Tâches à réaliser =
A. D'après l'entretien avec Xavier, dans quelle structure et dans quelle ville a-t-il effectué son service militaire ?
B. Rédigez la suite de l'entretien avec Xavier à partir de sa dernière ligne.

Extrait choisi =
%%
Xavier, Responsable RH : Retour d’expérience sur le recrutement d’anciens militaires

[Xavier, Responsable RH] Retour d’expérience sur le recrutement d’anciens militaires

Quel est ton parcours professionnel ?

Après avoir passé toute ma scolarité en Guadeloupe, je suis parti à Toulouse pour intégrer un IUP « juriste d’entreprise et management des ressources humaines ». Après avoir repoussé l’échéance pour ne pas bousculer mon cursus universitaire, je suis parti faire mon service militaire en 2000 en tant qu’Élève Officier de Réserve dans les ressources humaines et plus précisément au sein du centre interarmées de reconversion situé à Marseille.

Bien que la caserne du Muy n’était pas forcément glamour, je garde d’excellents souvenirs de cette première expérience professionnelle qui m’a permis de toucher des aspects fondamentaux des RH : le recrutement ainsi que le développement personnel et des compétences. J’étais chargé de trouver des propositions de postes, de m’assurer qu’ils puissent convenir aux aspirations des militaires et ensuite de coacher les candidats. J’ai apprécié plus particulièrement la partie accompagnement ; car cela demandait une véritable pédagogie.

Il était extrêmement compliqué pour un jeune comme moi de se retrouver face à des personnes de 40-45 ans qui cherchent un poste dans le civil. Avec le recul, c’était comme si j’accompagnais un étudiant sortant de l’université, et il n’y a rien de péjoratif là-dedans. En se mettant à leur place, on comprend qu’il s’agit d’un changement total d’univers et d’environnement., ce qui explique des questionnements similaires à une personne terminant ses études : comment vais-je être accueilli et intégré ? quels seront les horaires et le rythme de travail ? va-t-on me demander d’être mobile ? vais-je être bien payé ? quelle est l’organisation ? etc…

Après mon service militaire, j’ai intégré le Club Méditerranée, ce qui m’a fait beaucoup bouger géographiquement (Martinique, Maroc, Vosges, Corse ou encore Sicile) mais aussi en matière d’évolution de poste : assistant ressources humaines, gestionnaire du personnel, gestionnaire des ressources humaines, responsable des ressources humaines en site et en multisites. Après dix années, j’ai eu l’opportunité d’intégrer un projet de création d’entreprise en Belgique et au Luxembourg, puis le groupe international Elior et enfin Areas (restauration de concessions).

Quelles sont tes responsabilités et les enjeux sur lesquels tu interviens au quotidien ?
%%
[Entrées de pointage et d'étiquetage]
%%
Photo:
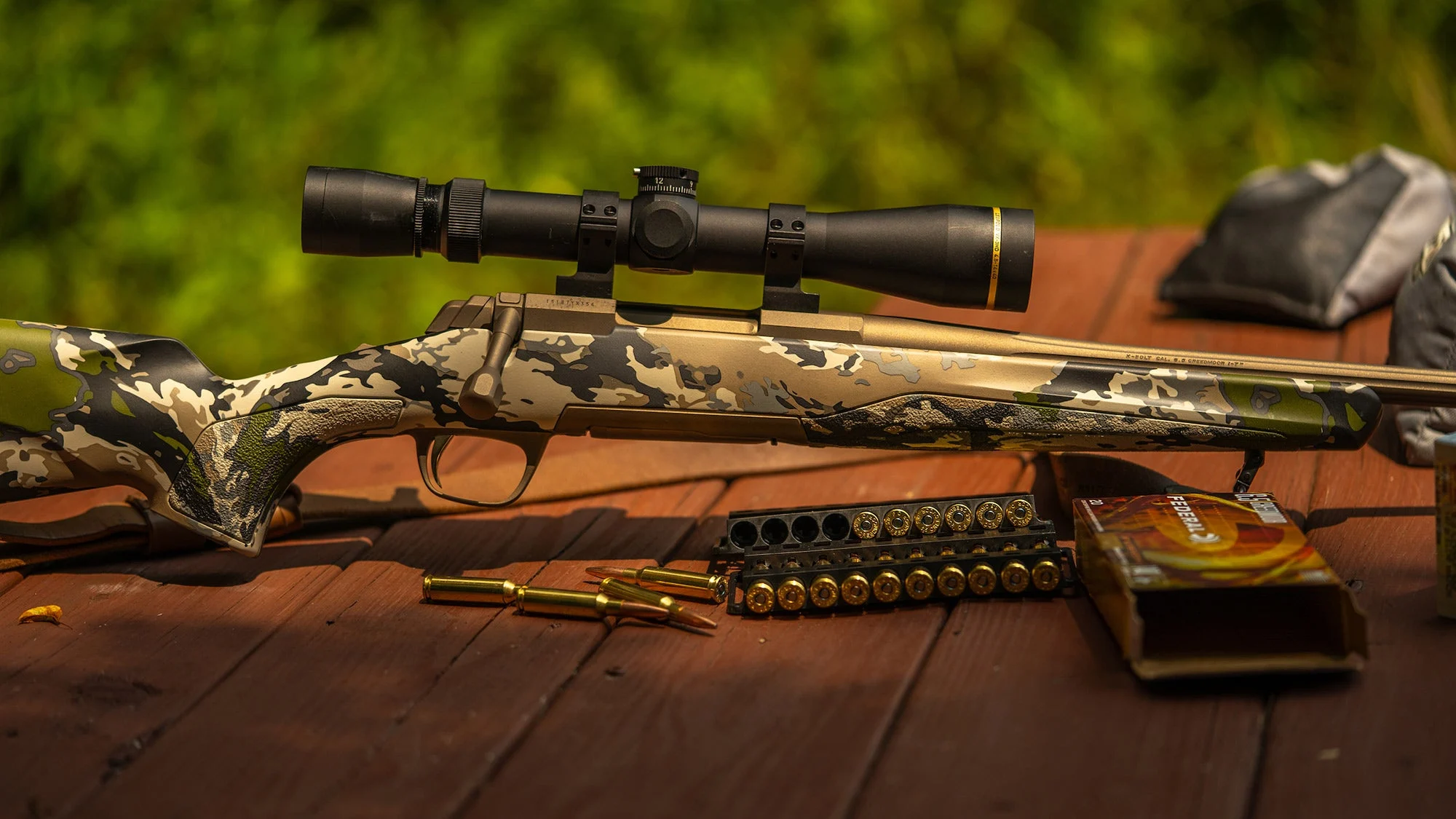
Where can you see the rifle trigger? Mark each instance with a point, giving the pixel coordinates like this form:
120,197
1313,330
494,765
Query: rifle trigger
481,397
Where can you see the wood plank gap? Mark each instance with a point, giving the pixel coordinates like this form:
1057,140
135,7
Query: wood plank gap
1125,273
902,698
1260,755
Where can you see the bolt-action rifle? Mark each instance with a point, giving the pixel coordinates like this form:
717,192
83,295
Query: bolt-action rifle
85,408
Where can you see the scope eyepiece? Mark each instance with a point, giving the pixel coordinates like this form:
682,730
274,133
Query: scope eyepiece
950,256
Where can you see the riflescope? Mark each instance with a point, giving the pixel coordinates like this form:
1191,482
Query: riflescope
951,256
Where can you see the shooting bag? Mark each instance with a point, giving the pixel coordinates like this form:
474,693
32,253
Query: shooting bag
1317,245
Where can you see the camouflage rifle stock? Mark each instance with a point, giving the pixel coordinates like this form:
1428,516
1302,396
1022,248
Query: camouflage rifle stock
84,407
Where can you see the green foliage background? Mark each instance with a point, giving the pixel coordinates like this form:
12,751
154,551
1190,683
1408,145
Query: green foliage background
152,155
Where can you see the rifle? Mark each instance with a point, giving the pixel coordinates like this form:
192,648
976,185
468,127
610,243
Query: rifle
82,408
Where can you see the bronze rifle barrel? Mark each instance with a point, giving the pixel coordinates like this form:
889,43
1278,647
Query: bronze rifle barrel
1394,385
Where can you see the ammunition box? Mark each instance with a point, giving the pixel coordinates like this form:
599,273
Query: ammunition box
871,555
1203,585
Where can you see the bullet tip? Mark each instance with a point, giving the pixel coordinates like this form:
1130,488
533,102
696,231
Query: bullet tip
643,609
694,618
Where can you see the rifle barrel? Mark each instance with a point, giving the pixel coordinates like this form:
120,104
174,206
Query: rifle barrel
1394,385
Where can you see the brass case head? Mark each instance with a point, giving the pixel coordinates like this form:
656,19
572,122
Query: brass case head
685,583
855,589
898,522
759,598
928,521
982,579
960,518
1016,577
823,592
1046,576
793,595
989,515
886,586
1020,512
919,585
951,582
866,526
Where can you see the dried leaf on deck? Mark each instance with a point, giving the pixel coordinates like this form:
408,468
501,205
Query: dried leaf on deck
43,614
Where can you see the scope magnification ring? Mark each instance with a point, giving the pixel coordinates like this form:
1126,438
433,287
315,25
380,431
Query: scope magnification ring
898,523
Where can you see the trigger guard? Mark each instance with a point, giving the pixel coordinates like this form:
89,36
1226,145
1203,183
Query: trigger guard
430,449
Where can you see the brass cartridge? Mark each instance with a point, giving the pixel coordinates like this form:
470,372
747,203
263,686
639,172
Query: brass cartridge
759,598
1020,512
919,585
1016,577
470,590
959,518
928,521
951,582
866,525
676,611
886,586
793,595
1046,576
898,522
582,604
825,592
982,579
675,580
855,589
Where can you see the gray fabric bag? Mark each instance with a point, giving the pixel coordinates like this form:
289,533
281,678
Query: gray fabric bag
1423,334
1315,245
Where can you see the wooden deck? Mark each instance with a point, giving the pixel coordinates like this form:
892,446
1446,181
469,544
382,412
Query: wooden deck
314,682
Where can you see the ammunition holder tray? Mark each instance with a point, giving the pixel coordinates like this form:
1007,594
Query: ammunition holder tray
852,557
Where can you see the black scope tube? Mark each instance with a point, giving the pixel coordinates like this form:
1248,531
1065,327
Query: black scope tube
950,256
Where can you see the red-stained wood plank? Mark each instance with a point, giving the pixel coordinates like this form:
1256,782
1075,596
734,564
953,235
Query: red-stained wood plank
1013,684
141,646
790,708
293,723
1381,742
1139,318
1078,274
481,707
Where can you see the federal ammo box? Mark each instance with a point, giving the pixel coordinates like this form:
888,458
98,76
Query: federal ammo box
1202,585
880,554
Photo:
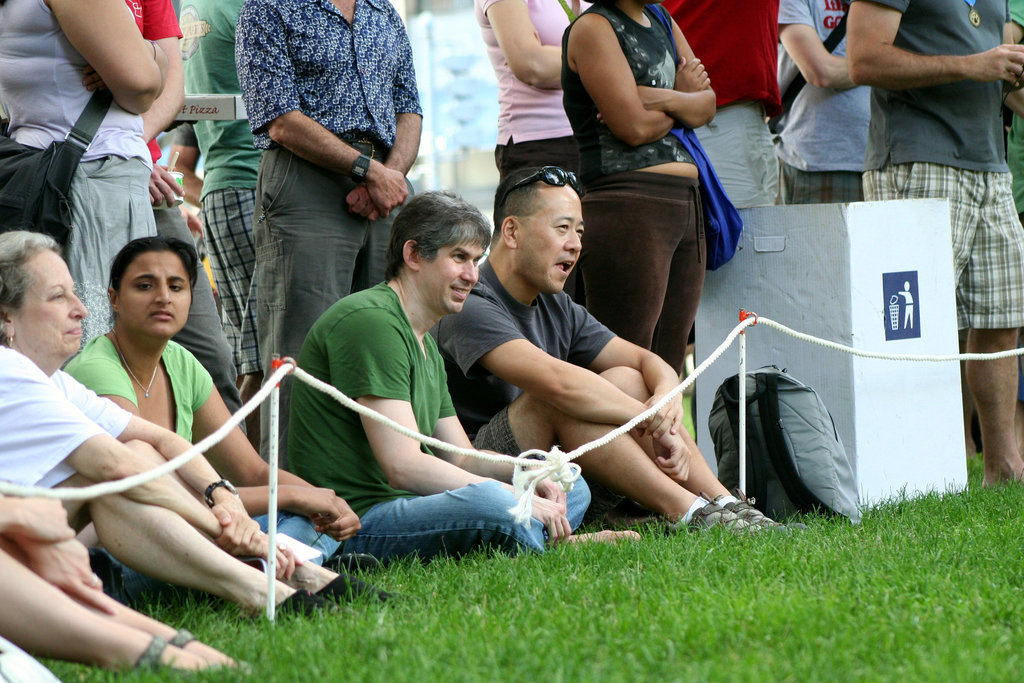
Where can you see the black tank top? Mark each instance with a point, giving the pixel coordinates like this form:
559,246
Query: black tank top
649,53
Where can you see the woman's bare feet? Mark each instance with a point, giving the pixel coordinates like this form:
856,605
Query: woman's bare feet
606,536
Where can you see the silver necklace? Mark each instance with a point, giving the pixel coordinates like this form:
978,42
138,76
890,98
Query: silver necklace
128,368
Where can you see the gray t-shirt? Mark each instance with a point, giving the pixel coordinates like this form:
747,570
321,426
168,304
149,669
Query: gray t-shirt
825,129
956,124
491,317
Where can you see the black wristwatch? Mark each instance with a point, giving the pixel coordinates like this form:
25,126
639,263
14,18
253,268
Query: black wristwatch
359,168
217,484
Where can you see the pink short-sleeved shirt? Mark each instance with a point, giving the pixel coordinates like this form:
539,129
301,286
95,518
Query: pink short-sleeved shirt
527,113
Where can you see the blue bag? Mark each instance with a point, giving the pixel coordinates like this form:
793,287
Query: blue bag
722,221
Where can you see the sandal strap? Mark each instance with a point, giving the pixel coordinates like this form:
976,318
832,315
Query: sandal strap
%%
Réponses par tâche =
A. Au sein du centre interarmées de reconversion situé à Marseille.

B.
En tant que Responsable Ressources Humaines multi-sites, je supervise le management des Assistantes RH ainsi que l’accompagnement des opérationnels pour 6 sites en France (employant en tout 700 personnes en CDI). Je conseille les directeurs de chacun des sites sur des enjeux comme les relations sociales (ex. négociation des accords, animation des CSE, etc.) ainsi que sur les parties juridiques et disciplinaires. J’interviens aussi sur les sujets de formation et de développement RH.

C’est un poste généraliste mais surtout opérationnel car l’univers de la restauration de concession est très varié du fait de la multitude de postes sur chacun des sites, avec différents types de restauration (service à table, restauration rapide, retail, etc.). Il s’agit d’une fonction que je trouve très enrichissante et sur laquelle j’ai d’ailleurs été amené à recruter des anciens militaires.

Sur quel type de poste as-tu recruté d’anciens militaires ?

J’ai pu recruter des anciens militaires sur tout type de poste d’employés (cuisinier, serveur, livreur, etc.) ainsi que sur des postes avec plus de responsabilités et des fonctions de management (agents de maîtrise et cadres). J’apprécie ce type de profil et surtout, j’ai la conviction que, même si le recrutement n’est pas une science exacte, le recrutement sur les soft skills est très efficace.

Bien entendu, il y a certains postes comme les chefs de cuisine sur lesquels il est aussi indispensable d’avoir une expérience au préalable, mais le fait de pouvoir m’appuyer sur un socle de valeurs véhiculé à l’armée tels que l’honnêteté, la transparence, le respect de la hiérarchie, la flexibilité ou encore l’adaptabilité me met en confiance en tant que recruteur. Le travail de l’entreprise recruteuse est ensuite d’accompagner le personnel et lui donner les moyens d’acquérir certaines compétences techniques pour se sentir à l’aise sur son poste.

Comment se sont passés les process de recrutement avec ces anciens militaires ?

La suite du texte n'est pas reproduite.